● Document section:
════

The Ghost Map: The Story of London's Most Terrifying Epidemic--and How It Changed Science, Cities, and the Modern World by Johnson Steven
Author:Johnson, Steven [Johnson, Steven]
Language: eng
Format: mobi
Publisher: Riverhead
Published: 2006-10-18T16:00:00+00:00
BY THE END OF THE DAY, SNOW HAD BUILT A CONVINCING statistical case against the pump. Of the eighty-three deaths recorded on Farr’s list, seventy-three were in houses that were closer to the Broad Street pump than to any other public water source. Of those seventy-three, Snow had learned, sixty-one were habitual drinkers of Broad Street water. Only six of the dead were definitively not Broad Street drinkers. The final six remained mysteries, “owing to the death or departure of every one connected with the deceased individuals,” as Snow would later write. The ten cases that fell outside the imagined boundary line surrounding the Broad Street pump were equally telling: eight appeared to have a connection to Broad Street. Snow had established new causal chains back to the pump water, beyond the list of Farr’s addresses: the proprietor of the coffeehouse who often sold sherbet mixed with Broad Street water told Snow that nine of her customers had died since the outbreak began. He had drawn the telling contrast between the Lion Brewery and the Eley Brothers factory; he had documented the unlikely safe haven of the Poland Street Workhouse. He even had his experimentum crucis in Hampstead.
It was, on the face of it, a staggering display of investigative work, given the manic condition of the neighborhood itself. In the twenty-four hours since he’d received Farr’s early numbers, Snow had tracked down intimate details of behavior from the surviving family and neighbors of more than seventy people. The fearlessness of the act still astonishes: as the neighborhood emptied in terror from the most savage outbreak in the city’s history, Snow spent hour after hour visiting the houses that had suffered the worst—houses that were, in fact, still under assault. His friend and biographer Benjamin Ward Richardson later recalled: “No one but those who knew him intimately can conceive how he laboured, at what cost, and at what risk. Wherever cholera was visitant, there was he in the midst.”

════

Image-backed grounding data
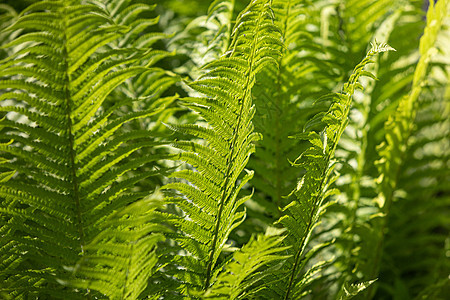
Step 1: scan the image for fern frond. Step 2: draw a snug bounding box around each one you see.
[0,1,169,299]
[202,227,288,299]
[374,1,448,280]
[370,1,449,295]
[272,44,389,299]
[161,0,281,290]
[63,197,165,299]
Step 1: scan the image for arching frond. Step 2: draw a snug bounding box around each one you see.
[63,198,164,299]
[0,1,171,299]
[202,227,288,299]
[161,0,281,289]
[273,44,392,299]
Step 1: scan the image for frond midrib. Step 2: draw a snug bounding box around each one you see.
[60,3,85,253]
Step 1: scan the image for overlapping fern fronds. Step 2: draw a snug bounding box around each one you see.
[66,193,166,299]
[0,1,169,299]
[165,0,281,290]
[371,1,449,294]
[244,0,342,239]
[272,43,393,299]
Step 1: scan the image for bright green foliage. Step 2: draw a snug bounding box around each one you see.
[0,0,450,300]
[202,227,289,299]
[164,1,281,289]
[0,1,172,298]
[270,44,393,299]
[62,199,164,299]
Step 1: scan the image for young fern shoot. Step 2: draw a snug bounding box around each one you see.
[277,43,394,299]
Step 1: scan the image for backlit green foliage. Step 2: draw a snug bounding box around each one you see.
[0,0,450,299]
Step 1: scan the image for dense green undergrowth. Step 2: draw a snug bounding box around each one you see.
[0,0,450,299]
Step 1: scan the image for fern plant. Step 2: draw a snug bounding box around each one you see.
[0,1,172,298]
[0,0,450,299]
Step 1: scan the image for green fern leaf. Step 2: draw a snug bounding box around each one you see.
[161,0,281,290]
[0,1,170,299]
[278,44,392,299]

════

● To do:
• A. In the cholera outbreak excerpt, how many of the seventy-three deaths in houses closest to the Broad Street pump were habitual drinkers of its water?
• B. Continue the excerpt about Snow's cholera investigation from its last sentence.

● Answers below:
• A. Sixty-one.

• B.
It’s unlikely that anyone in London that day had a better sense of the outbreak’s magnitude than John Snow and Henry Whitehead. But ironically, their local knowledge of Broad Street made it hard for them to gauge the true extent of the tragedy. There were at least twice as many Soho residents suffering in a local hospital as there were people dying in the shuttered dark of their own homes. In the three days after September 1, more than 120 cholera patients overwhelmed the staff at nearby Middlesex Hospital, where Florence Nightingale observed that a disproportionate number of the sufferers appeared to be prostitutes. The sick were stacked together in large, open rooms, and treated with saline and calomel. The air was thick with the smell of chlorine and sulfuric acid that the staff had scattered around the sickrooms in large dishes, ostensibly to purify the air. It was ultimately of little use: two-thirds of the patients died.
When the number became too great to house at Middlesex, new arrivals were sent to the University College Hospital.